_AIM OF THE TASK_
Write out every record below exactly, leaving the pictures out.

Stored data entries
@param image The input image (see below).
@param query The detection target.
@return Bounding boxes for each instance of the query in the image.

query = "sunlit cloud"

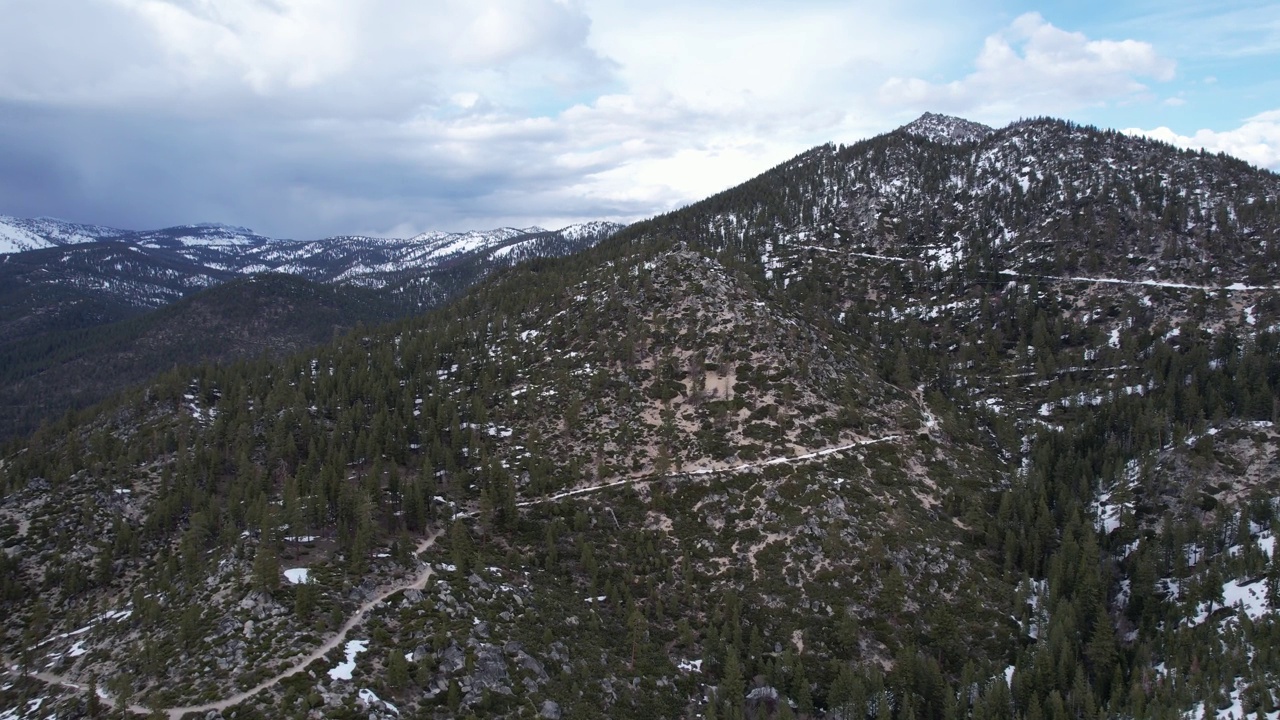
[1124,110,1280,171]
[879,13,1176,119]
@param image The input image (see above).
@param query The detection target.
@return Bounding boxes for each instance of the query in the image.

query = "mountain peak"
[899,112,994,145]
[189,222,256,234]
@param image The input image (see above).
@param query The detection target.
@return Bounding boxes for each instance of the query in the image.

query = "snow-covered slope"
[225,222,623,289]
[409,227,542,263]
[558,221,624,242]
[0,216,123,253]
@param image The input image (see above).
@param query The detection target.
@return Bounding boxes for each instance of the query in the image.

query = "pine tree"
[1085,606,1118,694]
[252,544,279,593]
[387,649,409,689]
[294,581,315,620]
[722,651,744,718]
[450,519,473,574]
[629,606,648,669]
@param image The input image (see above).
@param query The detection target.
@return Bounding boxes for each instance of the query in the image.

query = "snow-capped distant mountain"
[0,217,624,436]
[408,227,545,266]
[899,112,994,145]
[124,223,272,249]
[0,216,124,253]
[559,221,626,242]
[0,217,626,323]
[0,218,275,257]
[218,223,625,291]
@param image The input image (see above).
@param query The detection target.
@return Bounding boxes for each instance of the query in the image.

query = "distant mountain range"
[0,216,623,439]
[0,217,623,294]
[0,215,624,334]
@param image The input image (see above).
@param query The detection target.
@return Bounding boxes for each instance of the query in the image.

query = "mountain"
[0,216,124,254]
[0,274,403,441]
[234,223,624,304]
[0,220,623,321]
[0,242,237,342]
[1,114,1279,720]
[0,220,624,438]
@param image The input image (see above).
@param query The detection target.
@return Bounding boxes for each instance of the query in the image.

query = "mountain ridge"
[0,218,625,308]
[0,216,622,256]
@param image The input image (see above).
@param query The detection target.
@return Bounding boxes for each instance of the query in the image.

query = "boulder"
[440,642,465,674]
[470,643,511,694]
[515,651,549,682]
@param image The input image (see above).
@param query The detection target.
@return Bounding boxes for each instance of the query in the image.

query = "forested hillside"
[0,274,404,441]
[1,115,1278,720]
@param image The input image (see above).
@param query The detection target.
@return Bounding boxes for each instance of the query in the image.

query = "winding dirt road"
[28,435,900,716]
[156,530,443,719]
[29,530,441,719]
[516,435,900,508]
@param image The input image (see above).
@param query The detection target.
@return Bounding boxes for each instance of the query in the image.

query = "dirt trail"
[31,672,152,715]
[799,244,1280,292]
[158,530,443,719]
[516,434,900,508]
[30,435,901,716]
[26,531,442,718]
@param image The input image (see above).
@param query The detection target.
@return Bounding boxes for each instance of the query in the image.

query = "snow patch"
[1190,576,1274,626]
[328,639,369,681]
[359,688,399,714]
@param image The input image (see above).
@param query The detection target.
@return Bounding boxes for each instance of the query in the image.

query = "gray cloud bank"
[2,1,1273,239]
[0,0,639,238]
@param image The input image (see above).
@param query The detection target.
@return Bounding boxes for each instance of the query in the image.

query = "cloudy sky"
[1,0,1277,239]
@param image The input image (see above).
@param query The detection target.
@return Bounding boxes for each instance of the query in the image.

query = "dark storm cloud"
[0,96,666,239]
[0,0,641,237]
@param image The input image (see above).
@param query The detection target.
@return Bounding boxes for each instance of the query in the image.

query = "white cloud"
[110,0,358,93]
[1,0,957,236]
[879,13,1176,119]
[2,0,611,109]
[586,1,955,115]
[5,2,1264,239]
[1123,111,1280,171]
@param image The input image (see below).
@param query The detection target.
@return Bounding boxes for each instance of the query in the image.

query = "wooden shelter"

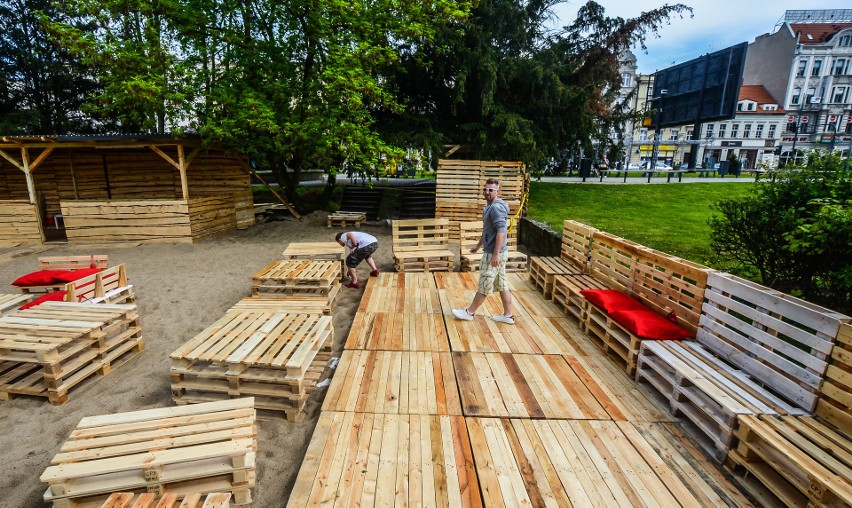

_TASK RESULT_
@param image The input image (see below).
@param query The detection target.
@return Bounding boxes for each instance of the query in the image.

query = "sunlit cloud"

[1124,110,1280,171]
[879,13,1176,119]
@param image The input image (see above).
@param query The detection target.
@return Bounding boxes for each instance of the query in the image.

query = "mountain peak"
[899,112,994,145]
[189,222,256,234]
@param image The input image (see above).
@param query The detection target.
@return Bounding boxes for each instance of the query in the image.

query = "snow-covered slope"
[225,222,623,289]
[409,227,542,263]
[558,221,624,242]
[0,216,123,253]
@param image The input image (see above).
@param query The detection target.
@return Bounding boxes for each instance of the query in the image.

query = "pine tree"
[1085,606,1118,694]
[252,544,279,593]
[387,649,409,689]
[294,581,315,620]
[722,651,744,718]
[450,519,473,574]
[629,606,648,669]
@param image The input image (see above).
@param query The detection target.
@return Bounding boxes for each instance of the query in the image.

query = "snow-capped distant mountain"
[0,217,624,436]
[408,227,545,266]
[899,112,994,145]
[124,223,272,249]
[0,216,124,253]
[559,221,626,242]
[0,217,626,323]
[0,218,275,257]
[218,223,625,291]
@param image The input image (see above).
@param query The detection target.
@return Bounding boxes for each instance of the query in the image.

query = "distant mountain range"
[0,216,623,439]
[0,217,623,294]
[0,215,624,334]
@param image The input image (see above).
@param query The detection target.
@return Bounding boxes for each instance of the query in the image.

query = "mountain"
[0,216,124,254]
[0,274,403,441]
[234,223,624,304]
[0,220,623,321]
[0,242,237,342]
[1,114,1279,720]
[0,220,624,438]
@param image The input image (see above).
@param query The detection target.
@return Bounding boxes for each instance of the query in the image.

query = "mountain ridge"
[0,218,625,308]
[0,216,622,256]
@param image The input image (see above).
@param query The detection target.
@return Bounding boxes for each instance of the query in the image.

query = "boulder"
[440,642,465,674]
[470,643,511,694]
[515,651,549,682]
@param image The input image (see above).
@param query The detection target.
@return Bounding boxes for each instance of the query in the image.

query = "forested hillside"
[0,274,404,441]
[1,115,1278,720]
@param image The input image (see above).
@param query The detection target.
@return Bounding boxes for each instance of the query in the image.

query = "winding dirt road"
[28,435,900,716]
[156,530,443,719]
[29,530,441,719]
[516,435,900,508]
@param image The input image (see above).
@param query The detection target.
@return Bounding boxes for each instance of the query in the image.

query = "dirt trail"
[31,672,152,715]
[799,244,1280,292]
[158,530,443,719]
[516,434,900,508]
[30,435,901,716]
[26,531,442,718]
@param image The input image (see above).
@param query The detection target.
@return Bounding boxes for each instance of the query in the image.

query = "snow patch"
[1190,576,1274,626]
[328,639,369,681]
[359,688,399,714]
@param image The input image (see above).
@param query The detection target.
@return Bounding boxes for each instance of the query in the image.

query = "gray cloud bank"
[2,1,1273,239]
[0,0,639,238]
@param image The input image (see above).
@param query The detection target.
@return Bounding boxes for each instance of the query in the image.

query = "cloudy sky"
[1,0,1277,239]
@param image The input image (see above).
@param query The detection target.
@return Bounding boxes for each instance of the query in the image.

query = "dark storm cloud"
[0,96,666,239]
[0,0,641,237]
@param image The input image (see above).
@param query The detection target.
@return Bounding boxes for each instance of the query in the image.

query = "white cloud"
[110,0,358,93]
[1,0,957,236]
[879,13,1176,119]
[2,0,611,109]
[586,1,955,115]
[5,2,1264,239]
[1123,111,1280,171]
@param image The input image (see below).
@param query The detection target.
@return Bounding boxes for each instance of the query in the image.

query = "wooden shelter"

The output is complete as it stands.